::: Source data :::

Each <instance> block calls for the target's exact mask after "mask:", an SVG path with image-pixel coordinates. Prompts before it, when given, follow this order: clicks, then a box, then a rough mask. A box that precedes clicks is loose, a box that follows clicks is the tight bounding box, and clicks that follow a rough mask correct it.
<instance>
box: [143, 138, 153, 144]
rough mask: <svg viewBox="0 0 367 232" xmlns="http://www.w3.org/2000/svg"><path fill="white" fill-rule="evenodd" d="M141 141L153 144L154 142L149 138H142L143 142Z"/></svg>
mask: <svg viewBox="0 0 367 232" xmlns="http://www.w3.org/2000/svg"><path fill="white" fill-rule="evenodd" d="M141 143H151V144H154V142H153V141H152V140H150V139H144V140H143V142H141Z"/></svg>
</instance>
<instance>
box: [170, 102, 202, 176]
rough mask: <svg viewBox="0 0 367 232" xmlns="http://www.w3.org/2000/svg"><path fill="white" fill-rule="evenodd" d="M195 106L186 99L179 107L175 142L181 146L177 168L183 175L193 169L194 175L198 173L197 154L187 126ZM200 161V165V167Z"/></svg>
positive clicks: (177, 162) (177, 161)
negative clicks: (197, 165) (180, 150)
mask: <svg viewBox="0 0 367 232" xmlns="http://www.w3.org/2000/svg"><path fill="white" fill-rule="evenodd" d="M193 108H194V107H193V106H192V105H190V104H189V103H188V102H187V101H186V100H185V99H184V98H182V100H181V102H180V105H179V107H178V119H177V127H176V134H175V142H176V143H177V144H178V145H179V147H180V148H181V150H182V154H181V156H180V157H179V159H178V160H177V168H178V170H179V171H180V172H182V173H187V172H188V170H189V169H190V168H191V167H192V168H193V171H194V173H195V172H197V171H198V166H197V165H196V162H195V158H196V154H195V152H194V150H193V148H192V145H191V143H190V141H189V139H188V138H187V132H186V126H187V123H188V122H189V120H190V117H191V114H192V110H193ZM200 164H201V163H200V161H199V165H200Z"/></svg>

:::

Each line above with the word "instance" needs to be copied.

> Your solution
Each <instance> block calls for the target's exact mask after "mask:", an SVG path with image-pixel coordinates. Prompts before it, when given, follow this order: clicks, then a box, then a rough mask. A box that precedes clicks is loose, a box that follows clicks is the tight bounding box, and clicks that follow a rough mask correct it.
<instance>
</instance>
<instance>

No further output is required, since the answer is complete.